[Stored items from a collection]
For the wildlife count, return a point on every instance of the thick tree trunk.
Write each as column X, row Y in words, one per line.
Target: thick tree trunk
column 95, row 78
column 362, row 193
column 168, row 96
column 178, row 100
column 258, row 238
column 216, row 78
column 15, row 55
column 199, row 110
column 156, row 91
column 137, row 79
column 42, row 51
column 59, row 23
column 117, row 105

▶ [AIM OF THE TASK]:
Duplicate every line of the entries above word for word.

▶ [EXERCISE SOLUTION]:
For the wildlife count, return a point on every instance of the thick tree trunk.
Write each as column X, row Y in words, one per line.
Target: thick tree trunk
column 95, row 78
column 362, row 193
column 168, row 96
column 178, row 100
column 258, row 238
column 216, row 78
column 15, row 55
column 199, row 110
column 156, row 91
column 137, row 79
column 42, row 51
column 59, row 23
column 117, row 105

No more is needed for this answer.